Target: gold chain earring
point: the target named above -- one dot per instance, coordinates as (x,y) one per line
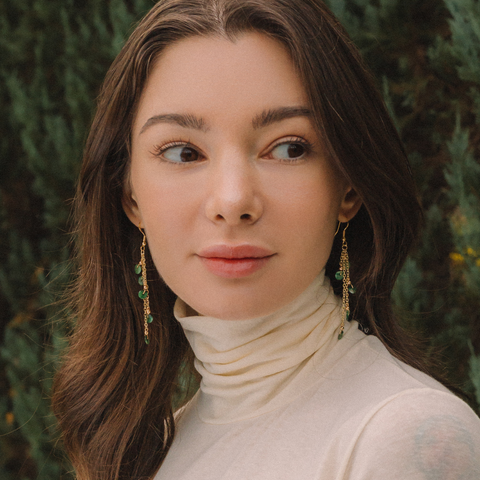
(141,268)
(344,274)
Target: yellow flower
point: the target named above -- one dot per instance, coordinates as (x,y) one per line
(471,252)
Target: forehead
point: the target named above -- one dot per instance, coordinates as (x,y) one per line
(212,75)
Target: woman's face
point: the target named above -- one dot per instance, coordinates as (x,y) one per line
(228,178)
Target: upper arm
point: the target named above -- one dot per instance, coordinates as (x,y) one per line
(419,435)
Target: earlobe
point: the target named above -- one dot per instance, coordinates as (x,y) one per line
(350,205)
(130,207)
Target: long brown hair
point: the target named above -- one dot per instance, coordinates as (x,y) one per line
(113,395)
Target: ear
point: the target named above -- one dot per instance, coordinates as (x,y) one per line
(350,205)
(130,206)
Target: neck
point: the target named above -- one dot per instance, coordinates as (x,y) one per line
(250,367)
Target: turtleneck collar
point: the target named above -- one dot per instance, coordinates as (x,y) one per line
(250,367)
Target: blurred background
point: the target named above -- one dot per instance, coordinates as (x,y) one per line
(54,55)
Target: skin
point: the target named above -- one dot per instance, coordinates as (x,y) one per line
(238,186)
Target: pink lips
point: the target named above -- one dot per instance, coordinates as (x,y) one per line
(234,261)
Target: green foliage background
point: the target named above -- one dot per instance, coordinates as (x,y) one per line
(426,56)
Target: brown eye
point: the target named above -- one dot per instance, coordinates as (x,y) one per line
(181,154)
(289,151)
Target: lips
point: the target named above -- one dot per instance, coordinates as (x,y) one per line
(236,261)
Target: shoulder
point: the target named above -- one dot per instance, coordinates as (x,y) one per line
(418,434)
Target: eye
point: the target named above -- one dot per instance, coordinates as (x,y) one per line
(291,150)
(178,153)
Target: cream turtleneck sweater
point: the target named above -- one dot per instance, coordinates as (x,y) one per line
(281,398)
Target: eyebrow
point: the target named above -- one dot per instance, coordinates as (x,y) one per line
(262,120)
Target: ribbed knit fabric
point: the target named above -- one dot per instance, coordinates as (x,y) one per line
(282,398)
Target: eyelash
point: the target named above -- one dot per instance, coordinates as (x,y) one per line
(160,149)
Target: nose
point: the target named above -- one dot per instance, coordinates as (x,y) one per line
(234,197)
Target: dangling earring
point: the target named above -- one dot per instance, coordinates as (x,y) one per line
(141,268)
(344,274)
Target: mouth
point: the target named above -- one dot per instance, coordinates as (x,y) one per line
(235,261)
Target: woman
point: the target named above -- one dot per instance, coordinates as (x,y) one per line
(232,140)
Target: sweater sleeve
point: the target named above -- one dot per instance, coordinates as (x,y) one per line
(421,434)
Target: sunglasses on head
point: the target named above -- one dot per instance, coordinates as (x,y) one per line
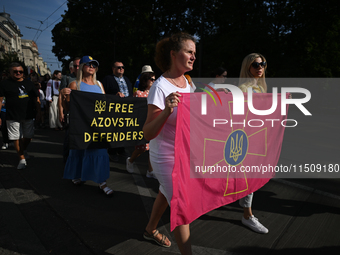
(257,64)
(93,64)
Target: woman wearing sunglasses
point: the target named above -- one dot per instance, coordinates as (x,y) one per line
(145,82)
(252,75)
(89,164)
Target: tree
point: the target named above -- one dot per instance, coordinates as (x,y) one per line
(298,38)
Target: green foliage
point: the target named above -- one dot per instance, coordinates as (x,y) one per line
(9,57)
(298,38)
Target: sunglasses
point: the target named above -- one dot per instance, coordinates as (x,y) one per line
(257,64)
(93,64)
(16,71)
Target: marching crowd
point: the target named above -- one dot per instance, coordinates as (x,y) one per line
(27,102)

*Aufgabendetails*
Gib den Teil, der mit der Zeile beginnt, die „Target: eyelash“ enthält, und mit dem Ende der Einträge schließt, als Markdown-Tabelle mit den Spalten „Nr.“ und „Zeile“ wieder, mit einer fortlaufenden Nummer und der jeweiligen Zeile pro Reihe und ohne Leerzeilen. Lass die Bilder in der Antwort weg.

*Lösung der Aufgabe*
| Nr. | Zeile |
|---|---|
| 1 | Target: eyelash |
| 2 | point: the target named above -- one dot per instance, coordinates as (x,y) one per line |
| 3 | (160,149) |
| 4 | Target: nose |
| 5 | point: the target named above -- one dot per instance, coordinates as (x,y) one per line |
| 6 | (234,197) |
| 7 | Target: dangling earring |
| 8 | point: the target named above -- one dot per instance, coordinates as (x,y) one per line |
| 9 | (141,268) |
| 10 | (344,274) |
| 11 | Target: mouth |
| 12 | point: the target named above -- one dot per instance, coordinates as (x,y) one per line |
| 13 | (235,261) |
| 14 | Target: woman |
| 15 | point: the target named above -- one dot per instance, coordinates as (x,y) one per line |
| 16 | (232,140) |
| 17 | Target: sweater sleeve |
| 18 | point: the target named above -- one dot per instance, coordinates as (x,y) one per line |
| 19 | (421,434) |
| 20 | Target: sunglasses on head |
| 21 | point: the target named above -- one dot per instance, coordinates as (x,y) one per line |
| 22 | (257,64) |
| 23 | (93,64) |
| 24 | Target: woman wearing sunglasses |
| 25 | point: the target named above -- one dot per instance, coordinates as (x,y) one per line |
| 26 | (145,82) |
| 27 | (252,75) |
| 28 | (89,164) |
| 29 | Target: tree |
| 30 | point: the target named above -- one dot per instance, coordinates as (x,y) one per line |
| 31 | (298,38) |
| 32 | Target: green foliage |
| 33 | point: the target named above -- one dot per instance, coordinates as (x,y) one per line |
| 34 | (9,57) |
| 35 | (298,38) |
| 36 | Target: sunglasses |
| 37 | point: the target named above -- one dot per instance, coordinates as (x,y) one per line |
| 38 | (257,64) |
| 39 | (93,64) |
| 40 | (16,71) |
| 41 | Target: marching crowd |
| 42 | point: the target named above -- one dot per instance, coordinates as (x,y) one per line |
| 43 | (27,102) |